O primeiro e mais óbvio ponto contra esse argumento é que, se o propósito do sofrimento é nos aperfeiçoar, então todas as pessoas deveriam sofrer igualmente. Claramente esse não é o caso. Algumas pessoas vivem vidas curtas cheias de dor e sofrimento, enquanto outras vivem em tremenda luxúria e conforto por praticamente toda a vida. Devemos acreditar que esses poucos sortudos requerem menos crescimento espiritual do que todos os outros? Esse não pode ser o caso, já que virtualmente todas as tradições religiosas nos alertam que riqueza é quase sempre um impedimento e não uma ajuda para a salvação. Novamente, a distribuição randômica de sofrimento refuta esse argumento.
Segundo, se o sofrimento serve para nos trazer mais perto de Deus, então podemos afirmar que ele falha nesse propósito, porque frequentemente tem o efeito oposto. Muitas pessoas se distanciam da crença em Deus e se tornam ateus depois de testemunhar a quantidade de tragédia sem sentido no mundo e a ausência de ajuda divida para aqueles que mais precisam. Mesmo líderes religiosos proeminentes são as vezes levados a questionar a existência de Deus pela magnitude do mal e do sofrimento [7]. Tal mal não só é desnecessário para que Deus atinja as suas metas, ele vai contra essas metas, dando a uma divindade onipotente ainda mais incentivo para eliminá-lo, caso tal ser exista. No entanto o mal continua manifestadamente não eliminado.

### Dados disponíveis
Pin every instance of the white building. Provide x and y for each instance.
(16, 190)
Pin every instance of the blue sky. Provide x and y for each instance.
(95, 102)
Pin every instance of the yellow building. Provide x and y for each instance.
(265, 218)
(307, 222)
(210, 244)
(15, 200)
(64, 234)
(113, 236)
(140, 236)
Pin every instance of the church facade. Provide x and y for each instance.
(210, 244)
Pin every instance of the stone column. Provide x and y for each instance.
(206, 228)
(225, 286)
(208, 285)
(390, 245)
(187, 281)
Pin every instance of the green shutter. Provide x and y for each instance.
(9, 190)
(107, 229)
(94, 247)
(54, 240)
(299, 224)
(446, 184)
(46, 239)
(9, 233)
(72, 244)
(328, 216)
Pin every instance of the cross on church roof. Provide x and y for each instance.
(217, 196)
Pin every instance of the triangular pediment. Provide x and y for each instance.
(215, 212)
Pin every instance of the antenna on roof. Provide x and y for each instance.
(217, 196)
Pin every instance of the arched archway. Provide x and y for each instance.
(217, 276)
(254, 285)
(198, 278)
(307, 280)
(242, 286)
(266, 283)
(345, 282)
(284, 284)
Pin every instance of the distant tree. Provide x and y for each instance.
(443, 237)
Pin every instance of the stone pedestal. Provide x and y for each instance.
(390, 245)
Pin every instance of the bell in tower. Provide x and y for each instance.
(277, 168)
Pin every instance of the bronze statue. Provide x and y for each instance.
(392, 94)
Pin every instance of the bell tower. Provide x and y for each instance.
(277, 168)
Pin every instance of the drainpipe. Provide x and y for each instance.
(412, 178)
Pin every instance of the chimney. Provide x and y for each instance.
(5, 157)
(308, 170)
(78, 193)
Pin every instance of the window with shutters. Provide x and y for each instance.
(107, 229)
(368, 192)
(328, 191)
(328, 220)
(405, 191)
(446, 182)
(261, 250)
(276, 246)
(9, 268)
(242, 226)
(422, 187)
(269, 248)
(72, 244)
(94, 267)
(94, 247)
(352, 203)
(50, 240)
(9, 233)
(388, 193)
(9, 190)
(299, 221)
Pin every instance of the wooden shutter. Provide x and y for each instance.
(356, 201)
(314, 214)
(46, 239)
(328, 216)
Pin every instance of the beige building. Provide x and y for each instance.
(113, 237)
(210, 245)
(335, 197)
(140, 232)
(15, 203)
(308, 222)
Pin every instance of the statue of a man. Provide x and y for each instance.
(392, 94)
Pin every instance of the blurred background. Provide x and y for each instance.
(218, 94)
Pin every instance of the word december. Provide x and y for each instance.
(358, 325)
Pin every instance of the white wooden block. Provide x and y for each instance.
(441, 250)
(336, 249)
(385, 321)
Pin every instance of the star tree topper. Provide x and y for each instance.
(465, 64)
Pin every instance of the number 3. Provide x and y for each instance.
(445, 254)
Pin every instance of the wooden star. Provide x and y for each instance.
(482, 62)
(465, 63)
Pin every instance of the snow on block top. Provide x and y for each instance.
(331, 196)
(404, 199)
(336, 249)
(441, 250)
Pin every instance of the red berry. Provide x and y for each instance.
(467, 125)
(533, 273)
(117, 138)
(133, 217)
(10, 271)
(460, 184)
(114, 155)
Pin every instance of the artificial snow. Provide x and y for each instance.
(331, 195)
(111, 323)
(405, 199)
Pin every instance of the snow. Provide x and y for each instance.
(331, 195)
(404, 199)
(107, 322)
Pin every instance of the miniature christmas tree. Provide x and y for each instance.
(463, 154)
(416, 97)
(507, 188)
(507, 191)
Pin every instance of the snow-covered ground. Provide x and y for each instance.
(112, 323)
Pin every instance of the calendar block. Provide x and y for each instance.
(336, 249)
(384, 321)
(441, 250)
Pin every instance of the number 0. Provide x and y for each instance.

### Tarefa a realizar
Transcreva na íntegra o trecho sobre o sofrimento e a existência de Deus, sem alterar palavra, grafia ou pontuação.

### Exercício resolvido
O primeiro e mais óbvio ponto contra esse argumento é que, se o propósito do sofrimento é nos aperfeiçoar, então todas as pessoas deveriam sofrer igualmente. Claramente esse não é o caso. Algumas pessoas vivem vidas curtas cheias de dor e sofrimento, enquanto outras vivem em tremenda luxúria e conforto por praticamente toda a vida. Devemos acreditar que esses poucos sortudos requerem menos crescimento espiritual do que todos os outros? Esse não pode ser o caso, já que virtualmente todas as tradições religiosas nos alertam que riqueza é quase sempre um impedimento e não uma ajuda para a salvação. Novamente, a distribuição randômica de sofrimento refuta esse argumento.
Segundo, se o sofrimento serve para nos trazer mais perto de Deus, então podemos afirmar que ele falha nesse propósito, porque frequentemente tem o efeito oposto. Muitas pessoas se distanciam da crença em Deus e se tornam ateus depois de testemunhar a quantidade de tragédia sem sentido no mundo e a ausência de ajuda divida para aqueles que mais precisam. Mesmo líderes religiosos proeminentes são as vezes levados a questionar a existência de Deus pela magnitude do mal e do sofrimento [7]. Tal mal não só é desnecessário para que Deus atinja as suas metas, ele vai contra essas metas, dando a uma divindade onipotente ainda mais incentivo para eliminá-lo, caso tal ser exista. No entanto o mal continua manifestadamente não eliminado.